→ What you are asked to do:
Copy out every line exactly as given.

Lines of data:
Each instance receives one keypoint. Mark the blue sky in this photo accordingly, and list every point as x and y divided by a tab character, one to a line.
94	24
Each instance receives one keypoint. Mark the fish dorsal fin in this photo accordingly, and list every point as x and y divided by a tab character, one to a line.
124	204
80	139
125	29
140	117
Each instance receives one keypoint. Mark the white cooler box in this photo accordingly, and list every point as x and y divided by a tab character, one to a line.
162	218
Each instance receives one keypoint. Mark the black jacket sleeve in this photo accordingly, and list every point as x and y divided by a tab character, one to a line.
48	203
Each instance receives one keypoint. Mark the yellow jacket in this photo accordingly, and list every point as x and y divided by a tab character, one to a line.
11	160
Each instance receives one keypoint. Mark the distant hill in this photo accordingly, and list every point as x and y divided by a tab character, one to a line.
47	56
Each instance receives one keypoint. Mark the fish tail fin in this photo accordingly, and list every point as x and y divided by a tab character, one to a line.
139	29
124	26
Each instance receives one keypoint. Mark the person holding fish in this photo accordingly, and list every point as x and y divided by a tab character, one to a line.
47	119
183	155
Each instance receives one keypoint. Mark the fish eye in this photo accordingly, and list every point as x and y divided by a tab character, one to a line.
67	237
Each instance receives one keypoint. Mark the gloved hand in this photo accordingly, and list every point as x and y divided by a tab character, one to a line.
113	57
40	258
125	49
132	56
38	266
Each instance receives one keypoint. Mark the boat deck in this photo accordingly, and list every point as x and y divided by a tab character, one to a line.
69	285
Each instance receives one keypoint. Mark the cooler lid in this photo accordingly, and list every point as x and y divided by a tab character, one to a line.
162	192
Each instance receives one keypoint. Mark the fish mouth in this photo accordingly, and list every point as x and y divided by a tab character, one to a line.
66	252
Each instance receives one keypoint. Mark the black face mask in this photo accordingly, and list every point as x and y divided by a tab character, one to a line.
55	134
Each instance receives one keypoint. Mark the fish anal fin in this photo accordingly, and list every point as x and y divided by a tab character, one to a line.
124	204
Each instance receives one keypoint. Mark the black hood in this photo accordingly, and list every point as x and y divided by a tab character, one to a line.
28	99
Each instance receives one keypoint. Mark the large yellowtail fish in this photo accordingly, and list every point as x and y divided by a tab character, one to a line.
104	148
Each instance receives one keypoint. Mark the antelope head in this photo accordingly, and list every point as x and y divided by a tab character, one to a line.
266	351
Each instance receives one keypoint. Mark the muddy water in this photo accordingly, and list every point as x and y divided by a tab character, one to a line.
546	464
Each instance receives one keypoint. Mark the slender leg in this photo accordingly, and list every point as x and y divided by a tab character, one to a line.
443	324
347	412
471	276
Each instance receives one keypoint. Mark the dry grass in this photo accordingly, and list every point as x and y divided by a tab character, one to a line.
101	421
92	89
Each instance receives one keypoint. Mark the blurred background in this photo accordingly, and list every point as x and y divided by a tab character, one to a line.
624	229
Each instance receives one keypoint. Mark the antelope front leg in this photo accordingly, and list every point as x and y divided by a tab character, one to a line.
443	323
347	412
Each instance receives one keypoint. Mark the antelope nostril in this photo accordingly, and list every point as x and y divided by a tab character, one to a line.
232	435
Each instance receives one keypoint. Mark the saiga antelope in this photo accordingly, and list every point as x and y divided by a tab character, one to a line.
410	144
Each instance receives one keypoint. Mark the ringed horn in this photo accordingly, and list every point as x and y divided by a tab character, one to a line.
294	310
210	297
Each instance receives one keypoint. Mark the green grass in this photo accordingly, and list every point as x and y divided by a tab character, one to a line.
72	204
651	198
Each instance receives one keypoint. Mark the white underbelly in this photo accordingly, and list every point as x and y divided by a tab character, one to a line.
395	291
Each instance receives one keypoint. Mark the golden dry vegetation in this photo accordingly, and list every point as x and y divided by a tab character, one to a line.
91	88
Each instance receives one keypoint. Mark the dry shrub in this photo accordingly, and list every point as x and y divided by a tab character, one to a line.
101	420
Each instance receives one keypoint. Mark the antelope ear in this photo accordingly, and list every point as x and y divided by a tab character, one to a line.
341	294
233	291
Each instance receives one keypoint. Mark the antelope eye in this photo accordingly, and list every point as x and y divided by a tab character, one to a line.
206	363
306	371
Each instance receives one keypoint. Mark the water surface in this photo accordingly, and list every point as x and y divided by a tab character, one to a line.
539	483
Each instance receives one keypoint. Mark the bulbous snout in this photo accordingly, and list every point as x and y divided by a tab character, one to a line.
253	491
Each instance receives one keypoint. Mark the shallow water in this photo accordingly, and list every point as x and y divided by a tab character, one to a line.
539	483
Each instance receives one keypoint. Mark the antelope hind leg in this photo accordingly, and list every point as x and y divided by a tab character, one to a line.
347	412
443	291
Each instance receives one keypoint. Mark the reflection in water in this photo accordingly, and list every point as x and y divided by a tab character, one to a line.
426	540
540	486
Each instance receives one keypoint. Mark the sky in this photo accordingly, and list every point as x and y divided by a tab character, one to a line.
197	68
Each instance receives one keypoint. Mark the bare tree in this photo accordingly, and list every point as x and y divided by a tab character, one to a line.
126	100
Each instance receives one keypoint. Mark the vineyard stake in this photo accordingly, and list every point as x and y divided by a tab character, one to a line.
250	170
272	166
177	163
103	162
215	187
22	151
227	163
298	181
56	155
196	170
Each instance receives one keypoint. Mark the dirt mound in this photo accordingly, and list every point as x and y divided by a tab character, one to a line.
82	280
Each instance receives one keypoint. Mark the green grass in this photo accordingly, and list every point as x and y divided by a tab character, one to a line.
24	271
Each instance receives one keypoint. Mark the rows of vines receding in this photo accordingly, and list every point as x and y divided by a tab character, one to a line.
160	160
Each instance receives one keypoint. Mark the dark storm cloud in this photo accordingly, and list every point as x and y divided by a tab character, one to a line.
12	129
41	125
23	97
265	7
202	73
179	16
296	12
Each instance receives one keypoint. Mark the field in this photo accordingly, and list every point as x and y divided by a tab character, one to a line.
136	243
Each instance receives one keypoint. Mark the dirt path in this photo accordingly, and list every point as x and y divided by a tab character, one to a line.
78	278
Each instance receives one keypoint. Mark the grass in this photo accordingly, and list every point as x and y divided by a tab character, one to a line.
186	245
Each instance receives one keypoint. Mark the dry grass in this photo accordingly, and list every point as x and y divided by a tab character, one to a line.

→ Response to this exercise:
Each instance receives one keypoint. Mark the blue sky in this photo accordingly, and list every point as x and y divided by a tab character, one to a line.
94	24
Each instance receives one keypoint. Mark the fish dorsal fin in this photo accordingly, and list every point as x and y divided by a tab character, one to a line.
124	204
80	139
125	29
140	117
Each instance receives one keypoint. Mark the white cooler box in this photo accordingly, and list every point as x and y divided by a tab character, one to a line.
162	218
Each instance receives one keypoint. Mark the black jacket sleeve in this photo accordingly, and list every point as x and y divided by a tab character, one to a line.
48	203
Each instance receives one keypoint. Mark the yellow jacket in this photo accordingly, and list every point as x and y divided by a tab character, one to a line.
11	160
Each instance receives one keypoint. Mark the distant hill in this photo accordingly, and list every point as x and y divided by a tab character, one to a line.
47	56
Each instance receives one keypoint. Mark the fish tail fin in this photo accordingly, and list every point as x and y divided by a tab character, one to a line.
139	29
124	26
Each instance receives one keypoint. Mark the person holding fish in this photo accordingly, and list every point as x and y divided by a tab character, one to a line.
47	119
183	155
Each instance receives one keypoint. Mark the fish eye in this photo accordingly, and list every point as x and y divided by a tab character, one to a line.
67	237
Each instance receives one keypoint. Mark the gloved hand in this photo accordingly, and list every point as x and y divided by a tab character, one to a line.
113	57
40	258
125	49
132	56
38	266
Each instance receives one keypoint. Mark the boat deck in this photo accordingly, and list every point as x and y divided by a tab character, one to a line.
69	285
Each instance receives one keypoint. Mark the cooler lid in this photo accordingly, and list every point as x and y divided by a tab character, one to a line.
162	192
Each instance receives one keypoint. Mark the fish mouth in this photo accordingly, and list every point as x and y divided by a tab character, one to a line.
66	252
Each instance receives one keypoint. Mark the black face mask in this photo accordingly, and list every point as x and y divided by a tab character, one to a line.
55	134
Each instance receives one keypoint. Mark the fish anal fin in this photo accordingly, and list every point as x and y divided by a tab character, one to a line.
124	204
Each instance receives one keypoint. Mark the black hood in this photo accordingly, and list every point as x and y divided by a tab character, one to a line.
28	99
Each instance receives one keypoint. Mark the large yellowtail fish in this photo accordingly, and list every point as x and y divided by a tab character, one to a line.
104	148
Each instance receives one keypoint. Mark the antelope head in this photo accordingly, and list every point as x and y divided by a tab character, one to a line.
266	351
Each instance receives one keypoint. Mark the muddy water in this photo accordingly, and list every point as x and y divided by a tab character, one to a line.
546	464
Each instance receives one keypoint. Mark the slender leg in this photo accordingly, and list every point as x and y divided by a tab character, one to a line.
443	324
347	412
471	276
Each instance receives one keypoint. Mark the dry grass in this photo accordingly, and list every point as x and y divided by a tab character, one to a line.
101	421
92	89
Each instance receives one keypoint. Mark the blurred background in this photo accordingly, and list every point as x and y divided by a tab character, one to a line.
624	229
Each instance receives one keypoint. Mark the antelope front leg in this photo accordingly, and list every point as x and y divided by a tab character, one to a line.
443	323
347	412
Each instance receives one keypoint. Mark the antelope nostril in this photo accordingly, and list every point as x and y divided by a tab character, one to a line.
232	435
Each instance receives one keypoint. Mark the saiga antelope in this photo accordingly, and list every point as x and y divided by a tab character, one to a line.
410	144
Each instance receives one keypoint. Mark the ringed horn in this photo accordingly, and list every point as x and y divided by a tab character, one to a line.
294	310
210	297
Each instance receives one keypoint. Mark the green grass in this photo accordingly, and list every point as x and y divided by a tab character, one to a line.
72	204
651	198
Each instance receives one keypoint. Mark the white underbelly in this photo accordingly, and list every point as x and y divided by a tab character, one to a line.
395	291
Each instance receives one keypoint. Mark the golden dry vegetation in this photo accordingly, and list every point as x and y divided by a tab character, one to a line.
91	88
Each instance receives one keypoint. Mark the dry shrub in this photo accordingly, and list every point as x and y divided by a tab character, one to a line.
101	420
Each instance receives one keypoint. Mark the antelope ear in this photo accordingly, and list every point as x and y divided by a tab character, one to a line.
341	294
233	291
Each instance receives one keypoint. Mark the antelope eye in this photo accordingly, and list every point as x and y divided by a tab character, one to a line.
206	363
306	371
Each instance receives one keypoint. Mark the water surface in this photo accordingly, and list every point as x and y divided by a tab character, one to a line.
539	483
Each instance receives one keypoint. Mark the bulbous snout in this photo accordingly, and list every point as x and y divided by a tab character, one to a line.
253	491
Each instance receives one keypoint. Mark the shallow water in this photo accordingly, and list every point as x and y divided by a tab character, one to a line.
539	483
Each instance receives one keypoint. Mark the antelope hind leg in this photo accordingly, and list every point as x and y divided by a tab character, one to a line.
347	412
443	291
Each instance receives one keypoint. Mark the reflection in water in this photo accordingly, and list every point as x and y divided by a tab character, one to a line.
426	540
540	486
Each instance receives one keypoint. Mark the sky in this photo accordingly, and list every point as x and y divided by a tab character, one to a line.
197	68
Each instance receives one keypoint. Mark the bare tree in this photo accordingly, and list every point as x and y divided by a tab character, one to a line.
126	100
Each instance receives one keypoint. Mark the vineyard stake in this photo accordingly, and list every point as x and y divided by a tab character, one to a line.
250	170
272	166
177	163
103	162
215	187
22	151
227	163
298	181
56	155
196	170
Each instance receives one keypoint. Mark the dirt mound in this photo accordingly, and list every point as x and y divided by a tab character, one to a line.
82	280
Each instance receives one keypoint. Mark the green grass in this photo accordingly, and list every point as x and y divided by a tab character, one to a line.
24	271
Each instance receives one keypoint. Mark the rows of vines receding in this photo accordingly, and list every point as x and y divided by a tab character, one to a line.
160	160
Each instance receives one keypoint. Mark the dark storm cloud in this photo accordingly, and list every point as x and y divided by a tab character, one to a line.
12	129
41	125
23	97
265	7
202	73
179	16
296	12
Each instance receives one keypoint. Mark the field in this photo accordingly, and list every point as x and y divided by a tab character, one to a line.
136	243
Each instance receives one keypoint. Mark the dirt path in this photo accordingly, and list every point as x and y divided by a tab character, one to a line.
78	278
Each instance receives one keypoint. Mark the grass in this photo accordingly, and list every point as x and y divided by a tab character, one to a line.
186	245
Each instance receives one keypoint. Mark the dry grass in this photo accordingly, and list every point as x and y divided by a tab character, one to a line.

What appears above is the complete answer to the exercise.